» **ページ**
本当のことを話せと責められて君の都合で決まる本当

この短歌を読んで、君のお相手である僕(仮にそう呼んでおく)が、君にふりまわされてうんざりしているのか、それとも君のわがままをほほえましく思っているのか、いずれにとるかは読む人次第であろう。
それが分かれるのは、「本当のことを話せと責められて」という部分を、文字どおり責め立てられているととるのかどうかにかかっている。この短歌は男女のやりとりを描いていると解釈するのが一般的であろうが、警察での取り調べのような有無をいわせぬキツさもある。強要された自白による冤罪を風刺しているかのようだ。これは冗談で言っているのではない。この短歌は取り調べのようにみえるというよりは、むしろ、男女の会話を取り調べでの尋問に見立てているのである。しかしその尋問をシリアスに感じるのか滑稽なパロディと感じるのかは、思い浮かべる場面の具体例によって異なってくる。
筆者(見崎)には、二人の仲は険悪なものではなく、ほほえましいもののように思える。それは、君に向き合っている僕に余裕が感じられるからだ。僕の余裕が描かれているわけではない。何も描かれないので、わがままな君を無抵抗で受け入れている感じがするのだ。
「本当」のことさえ「君の都合で決ま」ってしまうのだから、もっと軽微なことは、それこそ君の勝手やそのときの気分や思いつきで決められてしまうのだろう。
       *
具体的な場面を考えてみた。

     (1)
「今まで何人の女の人とつきあってきたの?」
「10人くらいかな」
「本当? そんなにいるわけないでしょ、そんなにもてないでしょ」
「あ、そうだ、5人とかかな」
「うそー、まだサバ読んでる」
「ああ、この前別れた彼女がはじめてだったかな」
「そうよね、一人に尽くすタイプよね(だから私にもそうしてね)」

     (2)
「ねぇ、おなかすかない?」
「ん? 大丈夫だけど」
「本当? おなかすいてるでしょ」
「ああ、そういえばちょこっとすいてきたかな」
       *
この短歌では最初と最後に「本当」という言葉が置かれている。だが、最初の「本当」と最後の「本当」では、同じ字面でもニュアンスが異なっている。「本当」の意味がズレていくところに一首の面白さはある。一首を読むという過程を経ることによって意味が変化していく。
この「本当」という言葉の意味は「本当にあった怖い話」の「本当」のように、いくぶん軽い。「本当?」と口癖のように繰り返す女の子がいるが、言葉は繰り返されるほど意味が希釈され薄くなってゆく。この歌ではその意味の希薄化が表現されている。
最初の「本当」は真実という意味に近い。しかしそれは君には受け入れられないものだったので、「君の都合」によって耳あたりのいい「本当」へと書き換えられてゆく。もしこの歌が「真実を話してくれと責められて……」というものだったら、女の子の目には涙が浮かんでいるものになるだろう。真実なら変えられない。

» **保存データ**
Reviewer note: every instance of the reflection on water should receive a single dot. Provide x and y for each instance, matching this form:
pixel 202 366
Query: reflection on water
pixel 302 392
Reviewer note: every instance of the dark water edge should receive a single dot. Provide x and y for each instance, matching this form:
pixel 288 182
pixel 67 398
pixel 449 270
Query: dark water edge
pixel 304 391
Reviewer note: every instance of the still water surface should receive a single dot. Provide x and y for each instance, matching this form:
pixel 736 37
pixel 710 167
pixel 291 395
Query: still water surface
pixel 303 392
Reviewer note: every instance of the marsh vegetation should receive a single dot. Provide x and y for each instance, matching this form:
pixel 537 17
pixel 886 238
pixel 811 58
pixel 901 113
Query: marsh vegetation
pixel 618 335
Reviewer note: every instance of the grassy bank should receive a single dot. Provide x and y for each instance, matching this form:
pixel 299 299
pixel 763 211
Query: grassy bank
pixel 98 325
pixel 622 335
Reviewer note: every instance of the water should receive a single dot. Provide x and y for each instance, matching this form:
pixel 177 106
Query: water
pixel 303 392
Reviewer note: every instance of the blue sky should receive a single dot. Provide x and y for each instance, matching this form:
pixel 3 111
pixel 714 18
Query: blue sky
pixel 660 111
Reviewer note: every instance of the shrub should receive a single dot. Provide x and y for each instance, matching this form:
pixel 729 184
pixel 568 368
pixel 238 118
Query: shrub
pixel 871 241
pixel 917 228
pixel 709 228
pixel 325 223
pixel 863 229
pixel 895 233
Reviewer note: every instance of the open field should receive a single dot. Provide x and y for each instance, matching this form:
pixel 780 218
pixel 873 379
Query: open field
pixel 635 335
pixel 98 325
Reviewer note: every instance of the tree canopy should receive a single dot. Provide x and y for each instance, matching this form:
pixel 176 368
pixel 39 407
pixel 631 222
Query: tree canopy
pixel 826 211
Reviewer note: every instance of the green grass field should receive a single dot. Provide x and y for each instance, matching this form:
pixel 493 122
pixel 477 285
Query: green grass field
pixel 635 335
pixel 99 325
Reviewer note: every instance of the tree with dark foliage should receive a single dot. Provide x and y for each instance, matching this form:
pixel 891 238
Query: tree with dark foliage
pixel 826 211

» **指示 1**
短歌を論じた文章から、「この短歌を読んで、君のお相手」から「具体的な場面を考えてみた。」までの部分をそのまま書き写してください。
» **指示 2**
短歌を論じた文章によると、この短歌の最初の「本当」はどのような意味に近いとされていますか。

» **解答 1**
この短歌を読んで、君のお相手である僕(仮にそう呼んでおく)が、君にふりまわされてうんざりしているのか、それとも君のわがままをほほえましく思っているのか、いずれにとるかは読む人次第であろう。
それが分かれるのは、「本当のことを話せと責められて」という部分を、文字どおり責め立てられているととるのかどうかにかかっている。この短歌は男女のやりとりを描いていると解釈するのが一般的であろうが、警察での取り調べのような有無をいわせぬキツさもある。強要された自白による冤罪を風刺しているかのようだ。これは冗談で言っているのではない。この短歌は取り調べのようにみえるというよりは、むしろ、男女の会話を取り調べでの尋問に見立てているのである。しかしその尋問をシリアスに感じるのか滑稽なパロディと感じるのかは、思い浮かべる場面の具体例によって異なってくる。
筆者(見崎)には、二人の仲は険悪なものではなく、ほほえましいもののように思える。それは、君に向き合っている僕に余裕が感じられるからだ。僕の余裕が描かれているわけではない。何も描かれないので、わがままな君を無抵抗で受け入れている感じがするのだ。
「本当」のことさえ「君の都合で決ま」ってしまうのだから、もっと軽微なことは、それこそ君の勝手やそのときの気分や思いつきで決められてしまうのだろう。
       *
具体的な場面を考えてみた。

» **解答 2**
真実という意味に近いとされています。